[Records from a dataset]
────────────────────────────────────────
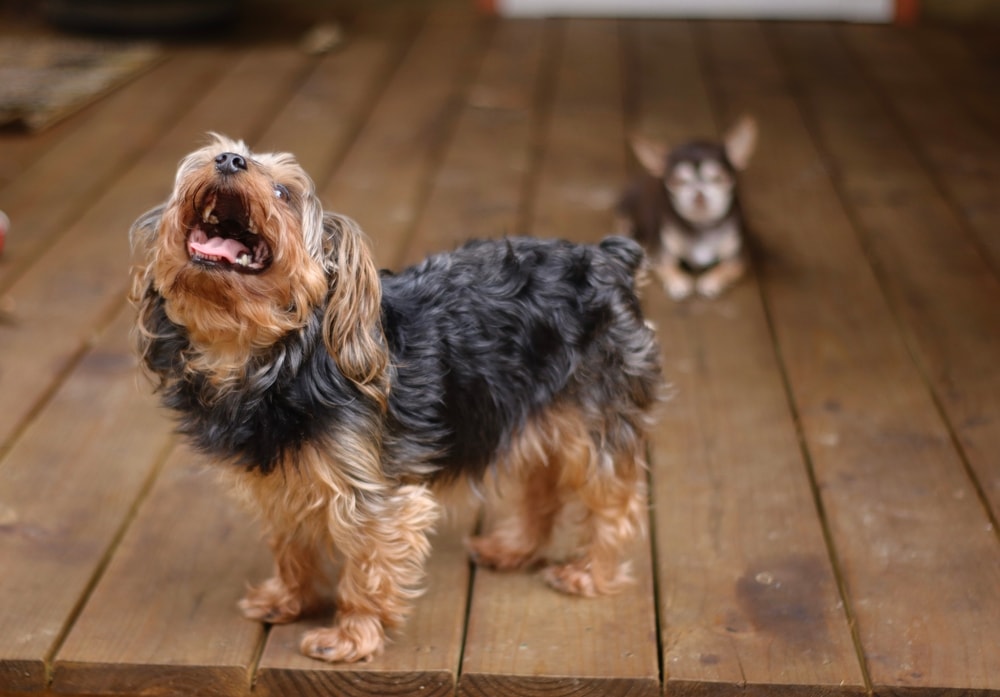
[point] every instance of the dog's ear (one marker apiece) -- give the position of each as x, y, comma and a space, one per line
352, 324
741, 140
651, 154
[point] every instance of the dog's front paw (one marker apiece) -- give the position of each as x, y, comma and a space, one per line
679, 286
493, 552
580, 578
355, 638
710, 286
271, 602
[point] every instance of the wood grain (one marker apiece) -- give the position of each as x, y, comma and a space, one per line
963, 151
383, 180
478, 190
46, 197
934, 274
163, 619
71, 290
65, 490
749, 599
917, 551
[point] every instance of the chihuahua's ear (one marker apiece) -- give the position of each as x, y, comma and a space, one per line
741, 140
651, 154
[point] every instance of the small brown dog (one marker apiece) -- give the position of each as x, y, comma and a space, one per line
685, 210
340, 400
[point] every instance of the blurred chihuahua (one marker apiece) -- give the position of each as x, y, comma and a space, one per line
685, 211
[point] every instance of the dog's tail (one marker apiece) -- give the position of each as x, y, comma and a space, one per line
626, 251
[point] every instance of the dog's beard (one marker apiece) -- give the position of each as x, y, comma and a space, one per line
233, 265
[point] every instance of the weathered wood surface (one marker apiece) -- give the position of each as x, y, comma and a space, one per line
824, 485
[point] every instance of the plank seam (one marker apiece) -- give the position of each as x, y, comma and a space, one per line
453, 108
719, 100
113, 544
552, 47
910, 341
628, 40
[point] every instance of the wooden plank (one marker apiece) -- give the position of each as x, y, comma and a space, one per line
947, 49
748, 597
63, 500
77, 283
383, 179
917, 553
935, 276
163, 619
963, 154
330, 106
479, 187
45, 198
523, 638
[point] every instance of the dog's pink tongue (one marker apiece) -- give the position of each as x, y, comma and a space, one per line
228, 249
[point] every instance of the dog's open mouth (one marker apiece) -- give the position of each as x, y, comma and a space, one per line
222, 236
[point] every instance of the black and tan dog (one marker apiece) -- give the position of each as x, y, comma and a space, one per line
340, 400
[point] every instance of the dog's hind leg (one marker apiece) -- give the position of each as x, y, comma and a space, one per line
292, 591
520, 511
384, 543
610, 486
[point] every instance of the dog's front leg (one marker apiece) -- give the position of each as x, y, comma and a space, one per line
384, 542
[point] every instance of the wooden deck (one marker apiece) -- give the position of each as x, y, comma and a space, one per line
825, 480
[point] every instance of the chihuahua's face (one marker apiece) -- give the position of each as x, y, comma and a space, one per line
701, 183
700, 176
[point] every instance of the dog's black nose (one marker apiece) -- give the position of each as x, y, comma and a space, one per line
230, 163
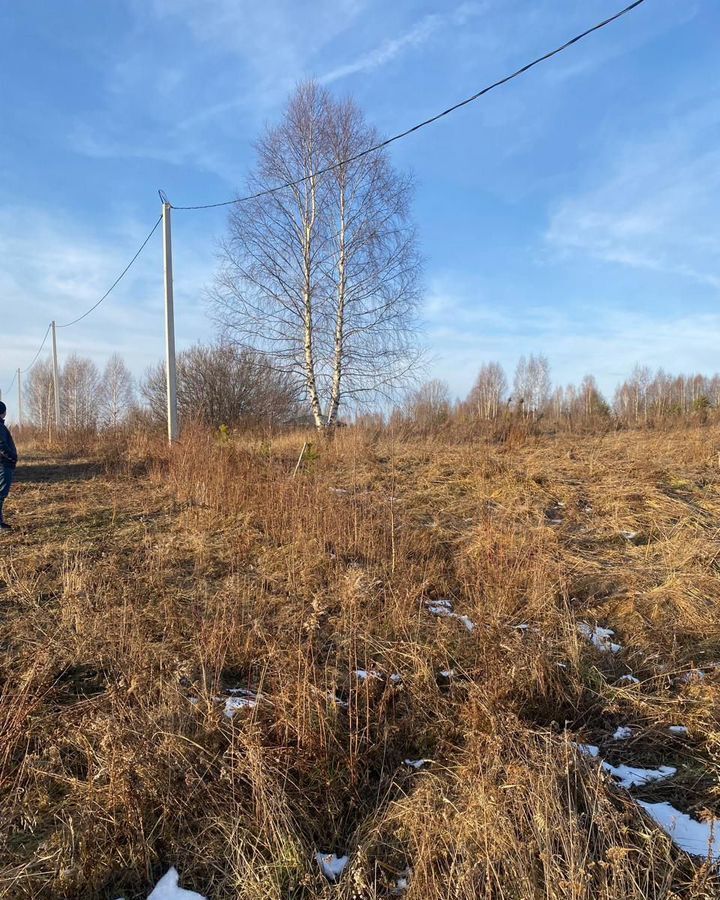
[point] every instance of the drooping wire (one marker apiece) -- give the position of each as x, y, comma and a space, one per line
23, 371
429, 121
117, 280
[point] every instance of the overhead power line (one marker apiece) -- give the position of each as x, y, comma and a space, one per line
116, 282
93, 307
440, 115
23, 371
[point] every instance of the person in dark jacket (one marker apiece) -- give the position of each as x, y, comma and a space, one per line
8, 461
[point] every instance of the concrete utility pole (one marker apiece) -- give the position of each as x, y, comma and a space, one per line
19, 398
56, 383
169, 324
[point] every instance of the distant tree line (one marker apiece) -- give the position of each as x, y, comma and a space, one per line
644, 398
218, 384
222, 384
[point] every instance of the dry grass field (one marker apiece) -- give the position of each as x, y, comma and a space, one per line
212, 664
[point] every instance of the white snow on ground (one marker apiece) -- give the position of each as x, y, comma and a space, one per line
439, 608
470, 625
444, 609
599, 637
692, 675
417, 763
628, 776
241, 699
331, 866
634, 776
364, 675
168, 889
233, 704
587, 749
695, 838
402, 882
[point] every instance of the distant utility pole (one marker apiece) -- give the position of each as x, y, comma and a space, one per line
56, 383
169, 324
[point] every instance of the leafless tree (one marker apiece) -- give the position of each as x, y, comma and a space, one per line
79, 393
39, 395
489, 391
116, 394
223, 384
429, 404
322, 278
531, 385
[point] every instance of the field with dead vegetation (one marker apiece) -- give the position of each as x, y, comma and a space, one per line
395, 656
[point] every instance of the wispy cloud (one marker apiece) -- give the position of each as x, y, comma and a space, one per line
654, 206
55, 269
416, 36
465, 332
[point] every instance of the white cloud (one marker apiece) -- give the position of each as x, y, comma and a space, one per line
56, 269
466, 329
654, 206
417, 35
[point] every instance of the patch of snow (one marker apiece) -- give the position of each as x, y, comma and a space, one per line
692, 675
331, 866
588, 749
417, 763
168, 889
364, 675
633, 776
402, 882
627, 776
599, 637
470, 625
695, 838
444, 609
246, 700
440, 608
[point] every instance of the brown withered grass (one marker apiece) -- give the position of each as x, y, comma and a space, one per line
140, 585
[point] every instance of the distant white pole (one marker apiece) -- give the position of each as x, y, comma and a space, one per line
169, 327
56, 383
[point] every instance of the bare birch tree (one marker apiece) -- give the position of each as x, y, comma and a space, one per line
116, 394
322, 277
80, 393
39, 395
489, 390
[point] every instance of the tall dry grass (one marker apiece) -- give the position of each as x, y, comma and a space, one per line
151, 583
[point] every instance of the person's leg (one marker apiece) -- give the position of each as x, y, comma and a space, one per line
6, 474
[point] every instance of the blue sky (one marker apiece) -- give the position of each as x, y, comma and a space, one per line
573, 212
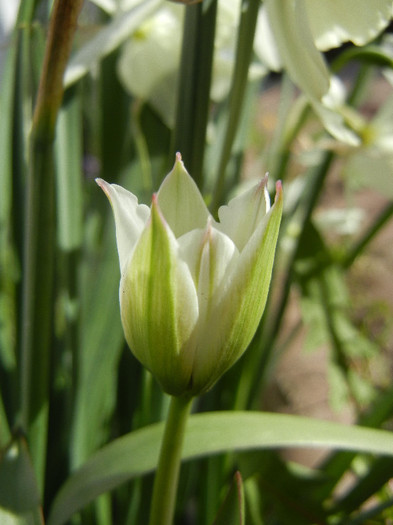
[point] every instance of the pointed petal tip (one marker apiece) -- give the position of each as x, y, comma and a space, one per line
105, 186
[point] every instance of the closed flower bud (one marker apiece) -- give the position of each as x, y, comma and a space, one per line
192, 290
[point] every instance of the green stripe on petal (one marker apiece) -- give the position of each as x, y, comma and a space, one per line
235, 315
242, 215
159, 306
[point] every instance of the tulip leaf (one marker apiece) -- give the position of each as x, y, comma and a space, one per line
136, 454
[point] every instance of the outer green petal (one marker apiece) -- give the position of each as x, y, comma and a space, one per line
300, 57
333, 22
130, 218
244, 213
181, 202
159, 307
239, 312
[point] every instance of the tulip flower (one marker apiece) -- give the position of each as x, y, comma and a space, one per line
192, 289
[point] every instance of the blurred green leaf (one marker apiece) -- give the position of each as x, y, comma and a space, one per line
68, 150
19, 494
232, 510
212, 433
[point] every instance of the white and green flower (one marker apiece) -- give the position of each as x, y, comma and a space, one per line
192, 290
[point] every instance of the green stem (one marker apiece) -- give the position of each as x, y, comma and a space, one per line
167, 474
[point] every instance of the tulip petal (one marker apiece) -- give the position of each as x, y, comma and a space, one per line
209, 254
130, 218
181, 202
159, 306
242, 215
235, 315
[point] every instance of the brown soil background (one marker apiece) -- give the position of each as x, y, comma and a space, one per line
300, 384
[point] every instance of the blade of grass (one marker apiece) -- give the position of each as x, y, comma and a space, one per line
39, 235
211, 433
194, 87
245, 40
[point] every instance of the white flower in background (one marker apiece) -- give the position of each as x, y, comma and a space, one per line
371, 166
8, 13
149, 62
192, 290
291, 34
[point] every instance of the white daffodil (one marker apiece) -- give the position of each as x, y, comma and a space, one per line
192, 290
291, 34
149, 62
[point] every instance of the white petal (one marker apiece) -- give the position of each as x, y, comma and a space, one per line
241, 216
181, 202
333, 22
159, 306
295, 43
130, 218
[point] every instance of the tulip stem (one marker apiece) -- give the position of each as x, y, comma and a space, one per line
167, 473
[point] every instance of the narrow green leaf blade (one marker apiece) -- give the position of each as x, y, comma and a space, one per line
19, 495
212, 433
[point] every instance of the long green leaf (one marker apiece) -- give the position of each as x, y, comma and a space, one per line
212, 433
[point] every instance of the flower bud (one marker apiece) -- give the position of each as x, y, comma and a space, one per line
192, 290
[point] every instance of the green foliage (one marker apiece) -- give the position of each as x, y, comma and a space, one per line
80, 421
────────────────────────────────────────
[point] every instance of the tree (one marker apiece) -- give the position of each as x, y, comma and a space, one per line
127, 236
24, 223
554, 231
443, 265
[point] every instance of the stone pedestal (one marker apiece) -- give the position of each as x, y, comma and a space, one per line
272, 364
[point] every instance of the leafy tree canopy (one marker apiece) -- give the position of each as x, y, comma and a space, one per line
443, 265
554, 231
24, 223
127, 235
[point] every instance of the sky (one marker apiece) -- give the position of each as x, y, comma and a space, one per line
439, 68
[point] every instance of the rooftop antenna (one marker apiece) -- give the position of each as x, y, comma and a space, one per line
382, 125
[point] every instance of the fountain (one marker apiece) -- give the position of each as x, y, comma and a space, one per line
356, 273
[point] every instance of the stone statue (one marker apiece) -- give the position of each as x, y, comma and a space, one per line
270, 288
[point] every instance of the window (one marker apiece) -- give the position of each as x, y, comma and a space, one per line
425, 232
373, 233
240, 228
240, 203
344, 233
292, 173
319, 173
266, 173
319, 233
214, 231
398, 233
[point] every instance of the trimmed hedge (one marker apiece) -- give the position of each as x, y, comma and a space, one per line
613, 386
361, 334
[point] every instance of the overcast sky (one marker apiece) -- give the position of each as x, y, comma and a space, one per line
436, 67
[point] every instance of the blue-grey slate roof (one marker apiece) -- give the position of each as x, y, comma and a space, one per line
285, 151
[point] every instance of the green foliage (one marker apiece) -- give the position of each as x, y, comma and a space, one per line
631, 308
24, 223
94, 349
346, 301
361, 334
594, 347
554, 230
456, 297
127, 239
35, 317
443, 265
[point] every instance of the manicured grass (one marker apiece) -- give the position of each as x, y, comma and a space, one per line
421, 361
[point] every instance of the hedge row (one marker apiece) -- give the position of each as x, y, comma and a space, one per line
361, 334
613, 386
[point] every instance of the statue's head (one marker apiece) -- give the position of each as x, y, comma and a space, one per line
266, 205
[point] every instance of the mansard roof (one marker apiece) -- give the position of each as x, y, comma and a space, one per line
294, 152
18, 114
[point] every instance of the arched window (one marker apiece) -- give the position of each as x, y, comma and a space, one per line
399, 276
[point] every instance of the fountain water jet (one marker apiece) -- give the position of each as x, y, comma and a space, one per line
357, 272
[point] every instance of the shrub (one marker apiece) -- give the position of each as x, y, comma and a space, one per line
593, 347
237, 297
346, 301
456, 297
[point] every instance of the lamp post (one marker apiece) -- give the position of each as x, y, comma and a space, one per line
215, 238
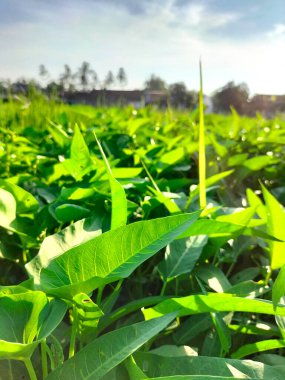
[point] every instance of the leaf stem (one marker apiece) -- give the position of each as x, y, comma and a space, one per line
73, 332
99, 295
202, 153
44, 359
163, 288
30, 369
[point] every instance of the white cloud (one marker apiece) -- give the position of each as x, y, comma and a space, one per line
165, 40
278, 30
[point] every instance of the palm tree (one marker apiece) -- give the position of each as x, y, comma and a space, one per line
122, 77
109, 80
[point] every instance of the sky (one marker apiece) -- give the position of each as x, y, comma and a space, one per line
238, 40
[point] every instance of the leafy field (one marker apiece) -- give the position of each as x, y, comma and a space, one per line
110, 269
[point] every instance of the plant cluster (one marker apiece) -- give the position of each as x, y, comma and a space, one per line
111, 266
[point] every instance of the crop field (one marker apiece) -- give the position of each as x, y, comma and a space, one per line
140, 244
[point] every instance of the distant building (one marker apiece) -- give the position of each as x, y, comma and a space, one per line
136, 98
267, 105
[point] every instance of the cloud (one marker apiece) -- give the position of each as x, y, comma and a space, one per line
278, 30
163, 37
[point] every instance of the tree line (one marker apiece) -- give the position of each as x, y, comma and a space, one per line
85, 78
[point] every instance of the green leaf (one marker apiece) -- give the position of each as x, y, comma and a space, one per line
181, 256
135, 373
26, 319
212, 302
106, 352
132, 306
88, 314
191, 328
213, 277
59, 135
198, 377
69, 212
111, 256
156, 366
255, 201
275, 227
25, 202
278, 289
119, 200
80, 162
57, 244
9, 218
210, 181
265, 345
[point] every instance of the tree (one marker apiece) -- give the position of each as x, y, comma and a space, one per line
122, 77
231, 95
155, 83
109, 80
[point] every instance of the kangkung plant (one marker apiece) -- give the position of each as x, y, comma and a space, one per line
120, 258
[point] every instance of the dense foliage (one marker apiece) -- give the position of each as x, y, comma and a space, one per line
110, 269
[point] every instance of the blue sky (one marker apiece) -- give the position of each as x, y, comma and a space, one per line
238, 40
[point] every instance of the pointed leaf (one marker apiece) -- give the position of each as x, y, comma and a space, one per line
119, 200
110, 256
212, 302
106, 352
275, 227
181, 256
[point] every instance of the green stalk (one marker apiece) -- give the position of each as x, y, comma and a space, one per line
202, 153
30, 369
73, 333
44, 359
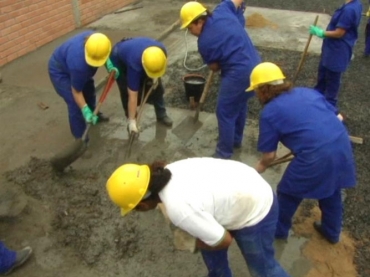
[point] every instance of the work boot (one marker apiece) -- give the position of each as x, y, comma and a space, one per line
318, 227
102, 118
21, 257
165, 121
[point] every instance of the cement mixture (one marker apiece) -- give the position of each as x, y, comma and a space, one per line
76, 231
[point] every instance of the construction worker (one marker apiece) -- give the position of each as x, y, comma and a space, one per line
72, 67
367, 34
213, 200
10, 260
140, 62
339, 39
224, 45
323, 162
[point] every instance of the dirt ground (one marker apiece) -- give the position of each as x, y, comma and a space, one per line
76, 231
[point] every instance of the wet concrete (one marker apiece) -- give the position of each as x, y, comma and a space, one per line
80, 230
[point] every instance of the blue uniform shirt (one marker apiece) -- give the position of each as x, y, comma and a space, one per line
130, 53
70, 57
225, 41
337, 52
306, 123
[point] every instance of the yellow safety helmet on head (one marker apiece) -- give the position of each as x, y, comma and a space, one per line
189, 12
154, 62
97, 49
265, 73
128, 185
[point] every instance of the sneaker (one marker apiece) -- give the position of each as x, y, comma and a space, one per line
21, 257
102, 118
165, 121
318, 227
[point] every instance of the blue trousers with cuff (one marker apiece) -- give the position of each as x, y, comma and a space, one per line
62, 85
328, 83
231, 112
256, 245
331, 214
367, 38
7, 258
────────────────────────────────────────
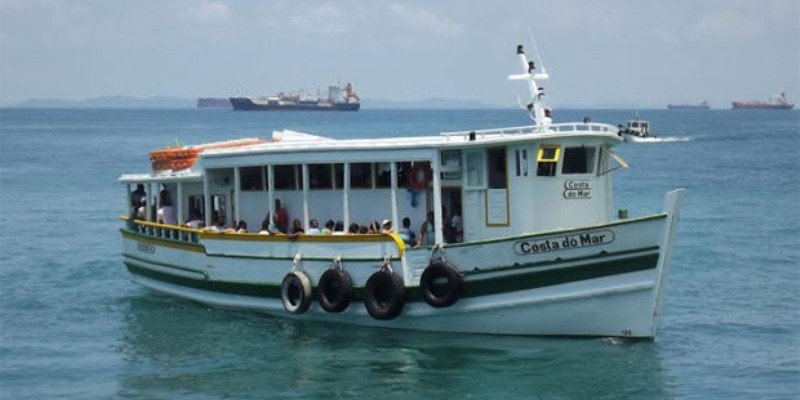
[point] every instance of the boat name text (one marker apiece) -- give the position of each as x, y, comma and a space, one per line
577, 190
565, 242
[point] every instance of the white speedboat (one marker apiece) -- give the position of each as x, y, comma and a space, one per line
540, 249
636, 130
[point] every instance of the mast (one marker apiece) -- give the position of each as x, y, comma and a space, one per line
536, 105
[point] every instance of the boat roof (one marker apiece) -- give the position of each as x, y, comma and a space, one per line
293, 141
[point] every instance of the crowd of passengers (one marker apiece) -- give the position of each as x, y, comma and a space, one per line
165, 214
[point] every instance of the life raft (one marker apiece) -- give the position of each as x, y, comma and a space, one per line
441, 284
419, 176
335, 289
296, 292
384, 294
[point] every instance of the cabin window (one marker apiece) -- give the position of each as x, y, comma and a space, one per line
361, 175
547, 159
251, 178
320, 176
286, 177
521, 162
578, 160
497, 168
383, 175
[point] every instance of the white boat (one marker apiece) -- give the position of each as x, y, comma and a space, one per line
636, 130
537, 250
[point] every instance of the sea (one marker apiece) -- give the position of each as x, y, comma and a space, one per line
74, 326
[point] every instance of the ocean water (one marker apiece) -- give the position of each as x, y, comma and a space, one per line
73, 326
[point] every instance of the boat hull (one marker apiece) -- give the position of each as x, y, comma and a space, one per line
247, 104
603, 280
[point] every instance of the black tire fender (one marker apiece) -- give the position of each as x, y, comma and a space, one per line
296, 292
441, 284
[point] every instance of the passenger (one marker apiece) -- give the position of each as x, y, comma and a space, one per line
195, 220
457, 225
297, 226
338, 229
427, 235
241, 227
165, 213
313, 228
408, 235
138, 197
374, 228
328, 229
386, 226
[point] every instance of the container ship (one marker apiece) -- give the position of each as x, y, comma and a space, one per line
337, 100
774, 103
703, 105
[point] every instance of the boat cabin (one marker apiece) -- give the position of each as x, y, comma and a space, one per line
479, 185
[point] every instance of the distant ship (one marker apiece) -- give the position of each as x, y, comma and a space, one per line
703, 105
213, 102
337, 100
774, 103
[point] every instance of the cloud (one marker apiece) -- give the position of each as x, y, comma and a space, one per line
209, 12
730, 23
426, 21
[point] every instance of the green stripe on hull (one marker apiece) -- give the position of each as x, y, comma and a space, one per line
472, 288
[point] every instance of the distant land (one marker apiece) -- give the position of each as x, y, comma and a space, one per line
────────────────────────────────────────
* _Problem to work on_
Look through the entries above and quote exactly the lines from the line with "[point] every instance of the boat cabin" to the line with "[point] every instance of the distant land", counting both of those lines.

* _Solution below_
[point] every instance of the boat cabin (one marker apiece) -- give the position of each as x, y, comma and a space, one per line
479, 185
[point] every instance of the distant ship (one marker apiece) -- give the position of each as x, y, comma and a space, one per line
703, 105
213, 102
337, 100
774, 103
[point] every instance of the cloud (one marker apiece) -- give the position of each as x, y, comma and a space, one per line
209, 12
730, 23
426, 21
[point] every instance of the green stripe on hull (one marker apiece) -- give the position of each as x, y, comma and a space, one per line
472, 288
[point] every instance of the distant land (one marker apiece) -- give the position of each as x, y, comma and a space, one per line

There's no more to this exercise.